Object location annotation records

▬▬▬▬▬▬

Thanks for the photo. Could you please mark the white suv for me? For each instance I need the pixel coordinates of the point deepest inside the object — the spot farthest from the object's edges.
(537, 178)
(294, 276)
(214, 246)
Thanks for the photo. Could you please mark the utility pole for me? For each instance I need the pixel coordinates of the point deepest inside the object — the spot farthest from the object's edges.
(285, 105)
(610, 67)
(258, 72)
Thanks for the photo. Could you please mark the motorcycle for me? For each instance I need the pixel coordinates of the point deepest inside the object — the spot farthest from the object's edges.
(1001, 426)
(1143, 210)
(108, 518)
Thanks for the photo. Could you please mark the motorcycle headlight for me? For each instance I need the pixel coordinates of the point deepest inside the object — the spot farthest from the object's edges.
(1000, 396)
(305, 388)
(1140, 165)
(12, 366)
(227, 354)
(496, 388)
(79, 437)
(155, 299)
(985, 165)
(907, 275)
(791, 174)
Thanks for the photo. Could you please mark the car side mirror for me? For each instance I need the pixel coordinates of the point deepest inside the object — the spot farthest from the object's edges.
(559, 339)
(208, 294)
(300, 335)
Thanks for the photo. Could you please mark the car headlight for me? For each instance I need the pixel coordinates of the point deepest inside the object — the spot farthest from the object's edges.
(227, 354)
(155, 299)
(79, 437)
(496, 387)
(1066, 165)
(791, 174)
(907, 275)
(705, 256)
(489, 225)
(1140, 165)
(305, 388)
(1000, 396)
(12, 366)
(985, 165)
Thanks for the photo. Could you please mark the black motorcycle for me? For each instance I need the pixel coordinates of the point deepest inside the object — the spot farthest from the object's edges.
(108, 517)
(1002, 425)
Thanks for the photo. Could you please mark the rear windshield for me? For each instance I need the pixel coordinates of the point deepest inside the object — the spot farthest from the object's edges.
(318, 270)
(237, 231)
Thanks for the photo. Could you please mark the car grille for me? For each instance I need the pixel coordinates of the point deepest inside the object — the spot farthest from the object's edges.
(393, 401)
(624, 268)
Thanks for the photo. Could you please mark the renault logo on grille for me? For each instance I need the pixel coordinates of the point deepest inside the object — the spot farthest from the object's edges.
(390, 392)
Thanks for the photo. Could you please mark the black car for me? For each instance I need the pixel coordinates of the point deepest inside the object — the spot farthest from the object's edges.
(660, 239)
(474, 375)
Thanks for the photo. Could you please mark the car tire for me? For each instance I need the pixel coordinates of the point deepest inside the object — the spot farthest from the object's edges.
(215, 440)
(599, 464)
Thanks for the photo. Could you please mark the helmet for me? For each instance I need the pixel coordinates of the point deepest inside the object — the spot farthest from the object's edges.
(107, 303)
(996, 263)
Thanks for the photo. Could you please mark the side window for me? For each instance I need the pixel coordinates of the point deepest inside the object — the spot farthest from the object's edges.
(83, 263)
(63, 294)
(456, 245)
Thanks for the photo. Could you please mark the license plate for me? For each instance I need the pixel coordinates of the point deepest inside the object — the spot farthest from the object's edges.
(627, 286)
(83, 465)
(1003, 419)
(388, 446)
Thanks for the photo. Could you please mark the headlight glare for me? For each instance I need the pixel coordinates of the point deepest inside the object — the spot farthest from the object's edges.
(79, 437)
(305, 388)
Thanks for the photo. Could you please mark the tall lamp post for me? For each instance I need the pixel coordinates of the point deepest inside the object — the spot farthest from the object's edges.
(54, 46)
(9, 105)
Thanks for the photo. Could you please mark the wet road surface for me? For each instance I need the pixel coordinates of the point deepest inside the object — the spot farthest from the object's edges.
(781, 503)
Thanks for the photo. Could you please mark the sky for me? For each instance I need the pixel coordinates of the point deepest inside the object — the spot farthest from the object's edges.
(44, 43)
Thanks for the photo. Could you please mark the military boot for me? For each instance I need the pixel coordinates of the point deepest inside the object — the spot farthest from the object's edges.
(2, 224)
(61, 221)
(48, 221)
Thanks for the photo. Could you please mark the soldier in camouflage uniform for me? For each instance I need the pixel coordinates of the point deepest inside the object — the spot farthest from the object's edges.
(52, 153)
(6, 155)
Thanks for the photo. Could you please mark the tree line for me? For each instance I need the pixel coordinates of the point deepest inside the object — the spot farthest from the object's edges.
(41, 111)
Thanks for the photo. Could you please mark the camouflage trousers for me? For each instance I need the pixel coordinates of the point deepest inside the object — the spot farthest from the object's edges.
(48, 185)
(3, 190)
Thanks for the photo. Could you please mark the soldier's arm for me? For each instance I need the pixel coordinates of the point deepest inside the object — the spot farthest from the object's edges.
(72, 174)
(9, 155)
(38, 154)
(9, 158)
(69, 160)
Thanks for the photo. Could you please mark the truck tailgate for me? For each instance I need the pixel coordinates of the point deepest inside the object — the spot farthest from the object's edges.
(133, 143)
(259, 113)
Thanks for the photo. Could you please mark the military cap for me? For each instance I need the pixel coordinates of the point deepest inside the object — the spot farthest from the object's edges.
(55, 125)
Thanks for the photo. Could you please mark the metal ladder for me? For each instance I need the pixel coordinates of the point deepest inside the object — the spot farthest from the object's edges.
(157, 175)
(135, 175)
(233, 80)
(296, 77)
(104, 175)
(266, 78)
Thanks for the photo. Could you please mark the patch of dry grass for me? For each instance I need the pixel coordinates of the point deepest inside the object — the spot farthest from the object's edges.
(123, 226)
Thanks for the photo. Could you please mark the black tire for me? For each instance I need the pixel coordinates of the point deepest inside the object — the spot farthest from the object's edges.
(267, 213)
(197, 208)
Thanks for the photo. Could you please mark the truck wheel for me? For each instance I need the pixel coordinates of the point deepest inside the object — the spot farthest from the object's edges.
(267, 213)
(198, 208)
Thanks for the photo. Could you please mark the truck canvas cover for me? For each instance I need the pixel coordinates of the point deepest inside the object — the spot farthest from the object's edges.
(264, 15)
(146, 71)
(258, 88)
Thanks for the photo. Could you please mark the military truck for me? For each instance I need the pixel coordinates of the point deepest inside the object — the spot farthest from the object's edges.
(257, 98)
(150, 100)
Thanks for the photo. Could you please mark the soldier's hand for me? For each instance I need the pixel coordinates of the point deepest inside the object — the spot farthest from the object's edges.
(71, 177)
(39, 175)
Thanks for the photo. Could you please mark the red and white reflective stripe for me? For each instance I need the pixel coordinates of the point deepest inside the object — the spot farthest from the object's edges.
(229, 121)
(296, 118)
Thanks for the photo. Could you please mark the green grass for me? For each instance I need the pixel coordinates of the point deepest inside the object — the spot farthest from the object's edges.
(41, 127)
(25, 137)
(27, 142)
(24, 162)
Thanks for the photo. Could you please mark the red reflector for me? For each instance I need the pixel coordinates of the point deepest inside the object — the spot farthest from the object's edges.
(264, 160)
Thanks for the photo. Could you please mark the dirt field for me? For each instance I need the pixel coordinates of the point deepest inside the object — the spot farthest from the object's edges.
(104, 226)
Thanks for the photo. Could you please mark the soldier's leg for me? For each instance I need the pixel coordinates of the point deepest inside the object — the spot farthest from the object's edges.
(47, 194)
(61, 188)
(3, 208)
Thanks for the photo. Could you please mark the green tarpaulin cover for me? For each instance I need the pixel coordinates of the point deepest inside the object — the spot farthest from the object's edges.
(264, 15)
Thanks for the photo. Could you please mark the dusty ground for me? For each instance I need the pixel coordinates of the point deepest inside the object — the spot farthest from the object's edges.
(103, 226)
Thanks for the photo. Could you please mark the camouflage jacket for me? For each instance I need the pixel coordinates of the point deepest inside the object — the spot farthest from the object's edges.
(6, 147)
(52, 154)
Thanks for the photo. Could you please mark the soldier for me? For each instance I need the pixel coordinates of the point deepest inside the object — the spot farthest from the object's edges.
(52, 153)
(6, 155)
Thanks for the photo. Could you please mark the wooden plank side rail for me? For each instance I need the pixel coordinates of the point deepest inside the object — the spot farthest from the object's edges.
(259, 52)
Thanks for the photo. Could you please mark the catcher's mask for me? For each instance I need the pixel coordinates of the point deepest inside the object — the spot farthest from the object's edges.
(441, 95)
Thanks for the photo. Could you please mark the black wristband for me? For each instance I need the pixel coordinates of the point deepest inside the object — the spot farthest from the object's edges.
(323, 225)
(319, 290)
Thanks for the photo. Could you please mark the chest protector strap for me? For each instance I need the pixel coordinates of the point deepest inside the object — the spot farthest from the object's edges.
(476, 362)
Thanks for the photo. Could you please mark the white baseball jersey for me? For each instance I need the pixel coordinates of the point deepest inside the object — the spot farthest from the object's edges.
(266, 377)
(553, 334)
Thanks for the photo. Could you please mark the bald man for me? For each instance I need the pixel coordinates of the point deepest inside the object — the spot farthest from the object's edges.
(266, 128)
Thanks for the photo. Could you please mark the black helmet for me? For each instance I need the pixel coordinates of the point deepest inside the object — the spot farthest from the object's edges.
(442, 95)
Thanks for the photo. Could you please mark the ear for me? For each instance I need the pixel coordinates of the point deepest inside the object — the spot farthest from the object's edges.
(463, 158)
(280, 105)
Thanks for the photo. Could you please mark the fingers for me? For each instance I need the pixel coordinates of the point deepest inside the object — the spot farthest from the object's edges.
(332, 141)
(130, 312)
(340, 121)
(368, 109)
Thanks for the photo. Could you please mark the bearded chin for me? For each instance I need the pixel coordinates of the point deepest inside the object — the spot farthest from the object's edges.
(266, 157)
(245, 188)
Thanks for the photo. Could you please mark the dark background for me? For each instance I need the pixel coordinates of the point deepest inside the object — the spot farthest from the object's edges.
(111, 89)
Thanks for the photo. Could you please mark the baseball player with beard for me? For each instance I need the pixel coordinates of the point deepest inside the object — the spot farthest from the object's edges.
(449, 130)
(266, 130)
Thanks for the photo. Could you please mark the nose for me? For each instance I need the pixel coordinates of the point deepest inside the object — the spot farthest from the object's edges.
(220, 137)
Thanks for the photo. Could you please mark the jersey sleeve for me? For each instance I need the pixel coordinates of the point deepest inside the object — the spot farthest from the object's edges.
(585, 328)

▬▬▬▬▬▬

THE PROBLEM: Reproduce the lines of the records verbatim, from the line containing "Thanks for the photo. Could you please mark the black motorcycle" to the line containing "(1002, 425)".

FULL RESPONSE:
Thanks for the photo. Could you please mark the black motorcycle for me? For each instance I need the pixel coordinates of the point deepest inside the object — the spot farthest from the object's edges.
(108, 517)
(1002, 425)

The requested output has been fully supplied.